Data section:
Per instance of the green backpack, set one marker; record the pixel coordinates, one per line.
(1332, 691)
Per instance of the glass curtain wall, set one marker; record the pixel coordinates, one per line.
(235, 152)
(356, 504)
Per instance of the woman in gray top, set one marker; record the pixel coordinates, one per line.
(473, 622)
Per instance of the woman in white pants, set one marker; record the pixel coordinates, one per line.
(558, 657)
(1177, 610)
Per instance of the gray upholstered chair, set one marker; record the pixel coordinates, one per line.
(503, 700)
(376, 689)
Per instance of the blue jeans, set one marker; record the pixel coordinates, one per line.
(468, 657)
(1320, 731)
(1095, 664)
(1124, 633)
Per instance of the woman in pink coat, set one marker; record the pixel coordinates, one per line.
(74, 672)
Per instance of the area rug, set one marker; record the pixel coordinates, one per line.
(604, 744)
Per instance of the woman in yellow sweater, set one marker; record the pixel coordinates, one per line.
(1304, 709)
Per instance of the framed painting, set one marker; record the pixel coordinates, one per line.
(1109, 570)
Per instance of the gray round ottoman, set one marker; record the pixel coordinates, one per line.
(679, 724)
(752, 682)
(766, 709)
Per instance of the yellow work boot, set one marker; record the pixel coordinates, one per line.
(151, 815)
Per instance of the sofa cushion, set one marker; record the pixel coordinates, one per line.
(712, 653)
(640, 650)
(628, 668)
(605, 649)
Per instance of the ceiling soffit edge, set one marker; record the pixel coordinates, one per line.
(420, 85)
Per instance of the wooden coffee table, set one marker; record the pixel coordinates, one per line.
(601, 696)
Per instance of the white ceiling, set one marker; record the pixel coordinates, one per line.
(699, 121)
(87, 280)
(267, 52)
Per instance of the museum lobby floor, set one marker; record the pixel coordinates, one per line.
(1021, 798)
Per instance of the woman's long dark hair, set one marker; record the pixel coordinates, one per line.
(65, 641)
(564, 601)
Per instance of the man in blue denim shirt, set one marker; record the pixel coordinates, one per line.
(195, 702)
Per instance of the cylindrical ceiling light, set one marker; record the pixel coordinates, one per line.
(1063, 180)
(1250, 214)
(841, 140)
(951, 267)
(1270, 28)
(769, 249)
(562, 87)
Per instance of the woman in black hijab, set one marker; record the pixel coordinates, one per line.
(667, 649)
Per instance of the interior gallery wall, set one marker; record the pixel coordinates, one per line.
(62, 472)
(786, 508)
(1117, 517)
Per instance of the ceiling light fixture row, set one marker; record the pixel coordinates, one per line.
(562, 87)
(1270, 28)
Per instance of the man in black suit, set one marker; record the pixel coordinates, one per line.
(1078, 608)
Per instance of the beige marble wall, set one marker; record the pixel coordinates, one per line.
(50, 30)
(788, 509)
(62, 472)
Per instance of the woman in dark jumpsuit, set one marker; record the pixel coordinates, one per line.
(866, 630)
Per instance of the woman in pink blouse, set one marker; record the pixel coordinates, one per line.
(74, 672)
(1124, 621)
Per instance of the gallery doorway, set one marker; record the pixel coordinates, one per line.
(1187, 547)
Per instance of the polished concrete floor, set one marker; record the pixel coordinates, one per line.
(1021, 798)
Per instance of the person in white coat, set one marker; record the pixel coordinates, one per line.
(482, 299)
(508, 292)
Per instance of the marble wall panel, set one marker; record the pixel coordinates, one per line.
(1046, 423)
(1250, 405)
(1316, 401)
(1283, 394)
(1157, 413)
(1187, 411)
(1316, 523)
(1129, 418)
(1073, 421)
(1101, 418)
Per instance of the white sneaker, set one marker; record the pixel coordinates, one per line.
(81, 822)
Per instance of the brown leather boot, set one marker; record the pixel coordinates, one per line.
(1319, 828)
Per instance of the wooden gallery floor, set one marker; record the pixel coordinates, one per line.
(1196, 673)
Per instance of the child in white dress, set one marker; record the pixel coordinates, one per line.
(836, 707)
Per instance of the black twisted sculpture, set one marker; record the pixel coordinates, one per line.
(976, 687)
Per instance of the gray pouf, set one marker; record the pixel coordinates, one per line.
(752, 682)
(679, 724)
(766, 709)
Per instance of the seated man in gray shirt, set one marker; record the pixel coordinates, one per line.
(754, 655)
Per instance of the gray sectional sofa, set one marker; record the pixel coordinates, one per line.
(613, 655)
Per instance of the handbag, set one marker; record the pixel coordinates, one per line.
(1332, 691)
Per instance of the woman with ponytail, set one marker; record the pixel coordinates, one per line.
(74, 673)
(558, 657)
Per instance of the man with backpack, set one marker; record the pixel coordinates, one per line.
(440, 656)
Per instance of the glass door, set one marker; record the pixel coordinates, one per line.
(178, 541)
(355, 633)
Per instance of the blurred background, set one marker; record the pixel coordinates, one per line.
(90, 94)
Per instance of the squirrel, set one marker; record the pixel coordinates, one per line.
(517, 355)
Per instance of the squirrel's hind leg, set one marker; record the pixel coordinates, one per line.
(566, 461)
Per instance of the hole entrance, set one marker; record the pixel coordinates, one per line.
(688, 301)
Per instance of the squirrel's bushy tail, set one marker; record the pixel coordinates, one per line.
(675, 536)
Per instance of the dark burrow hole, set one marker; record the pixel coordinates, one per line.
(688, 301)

To be done: Print every entry exactly as it appears.

Answer for the task:
Per instance of the green backpack, set one marker; record the pixel coordinates, one per line.
(1332, 691)
Per instance of the glass curtain wall, set one marker; record the pixel coordinates, one per line.
(235, 152)
(356, 504)
Per instance of the woman in gray top, set one marker; record the pixel coordinates, one per line.
(473, 622)
Per instance of the woman in white pants, set one marker; record the pixel coordinates, one per line.
(558, 657)
(1177, 610)
Per instance of the gray upholstered chair, set one marker; record the pixel coordinates, one per line.
(503, 700)
(376, 689)
Per instance of the blue jeans, set one marker; record the pixel coordinates, one per line.
(468, 657)
(1320, 731)
(1095, 664)
(1124, 633)
Per instance of the woman in pink coat, set one marker; record the pixel coordinates, one per line.
(74, 672)
Per instance of the area rug, set one marker; record the pixel coordinates, one per line.
(604, 744)
Per instance of the woman in yellow sweater, set one marker; record the pixel coordinates, one per line.
(1304, 709)
Per instance of the framed painting, set one marker; record the pixel coordinates, one per line.
(1109, 570)
Per instance of the gray round ottoman, set one marker; record the pixel coordinates, one per line.
(679, 724)
(752, 682)
(766, 709)
Per instance of the yellow work boot, set one marker; record the pixel coordinates, one per line.
(151, 815)
Per instance of the sofa cushion, set one marker; record the pixel coordinates, one per line.
(712, 653)
(640, 650)
(628, 668)
(605, 649)
Per instance of the ceiling soffit edge, set one marker; record the pixel coordinates, one per line.
(420, 85)
Per instance of the wooden coffee table, set one marker; record the pixel coordinates, one per line.
(601, 696)
Per instance of the white ceiling, set one marker; record the pixel coordinates, one per line.
(699, 121)
(87, 280)
(267, 52)
Per instance of the museum lobby floor, set one marker; record the pixel coordinates, one per line.
(1021, 798)
Per instance of the woman's long dark hair, set one marker; record the pixel coordinates, one per line.
(65, 641)
(564, 601)
Per instance of the man in blue denim shirt, set one marker; record the pixel coordinates, one per line.
(195, 702)
Per instance of the cylindrical ceiling light, set one marker; record the pixel coordinates, one per line.
(1063, 180)
(1250, 214)
(841, 140)
(951, 267)
(1270, 28)
(769, 249)
(562, 87)
Per instance of the woman in black hijab, set one marker; record the pixel coordinates, one per line.
(667, 649)
Per instance of the interior gallery wall, set one marker; record the pixel coordinates, one per line.
(62, 472)
(786, 508)
(1117, 517)
Per instance of the ceiling light fixture row, set one marker; record the pixel coordinates, one per line.
(562, 87)
(1270, 28)
Per instance of the man in black suit, set one marker; record the pixel coordinates, one per line.
(1078, 608)
Per instance of the beige marble wall, set one marker; record the pixel coordinates, one per line.
(50, 30)
(788, 509)
(62, 472)
Per instance of the woman in dark jumpsuit, set one marker; record the pixel coordinates, one per line.
(866, 630)
Per instance of the woman in pink blouse, set one marker; record the pixel coordinates, one per line.
(74, 672)
(1124, 621)
Per instance of the gallery doorway, set one marker; record the pixel coordinates, one per line.
(1187, 547)
Per instance of the polished concrete floor, set one marker; record the pixel coordinates, one per line.
(1021, 798)
Per instance of the person in white coat, set one marker; record the pixel coordinates, one per line.
(482, 299)
(508, 292)
Per instance of the marble wall panel, set one marker; record the pixel coordinates, one per line.
(1046, 423)
(1250, 405)
(1316, 401)
(1283, 394)
(1157, 413)
(1187, 411)
(1316, 523)
(1129, 418)
(1073, 421)
(1101, 418)
Per instance of the white sneaker, set one marker; record the pixel coordinates, one per line.
(81, 822)
Per instance of the brown leather boot, set one marker; record the pixel coordinates, one per line.
(1319, 828)
Per instance of the wooden gallery floor, set one marker; record the pixel coordinates, one per line.
(1196, 673)
Per instance of the child in white dress, set one marker; record the pixel coordinates, one per line.
(836, 707)
Per instance of the black twisted sculpture, set one marker; record the pixel coordinates, one per line.
(976, 687)
Per instance of the gray pouf, set one marker; record the pixel coordinates, one per line.
(752, 682)
(679, 724)
(766, 709)
Per instance of the seated man in gray shirt, set one marker; record the pixel coordinates, one per line.
(754, 655)
Per instance of the gray sectional sofa, set one marker; record the pixel coordinates, one per line.
(613, 655)
Per instance of the handbag, set one marker; record the pixel coordinates, one per line.
(1332, 691)
Per instance of the woman with ponytail, set one marker; record the pixel coordinates, one per line.
(74, 673)
(558, 657)
Per instance of the man with backpack, set one marker; record the pixel coordinates, one per line.
(440, 656)
Per instance of the glass door, set one marker; record the pixel coordinates, one per line.
(178, 541)
(355, 633)
Per instance of the blurred background, set one marker; record the pixel coordinates, one per line.
(90, 94)
Per instance of the squirrel, set one marker; record the pixel coordinates, one per line.
(517, 355)
Per instance of the squirrel's hind leg, set one marker; record the pixel coordinates, one per line.
(566, 461)
Per instance of the hole entrance, set one marker; record the pixel coordinates, one per line.
(688, 301)
Per instance of the squirrel's bushy tail, set one marker; record the pixel coordinates, one per line.
(675, 536)
Per instance of the dark burrow hole, set one marker; record the pixel coordinates, one per line.
(688, 301)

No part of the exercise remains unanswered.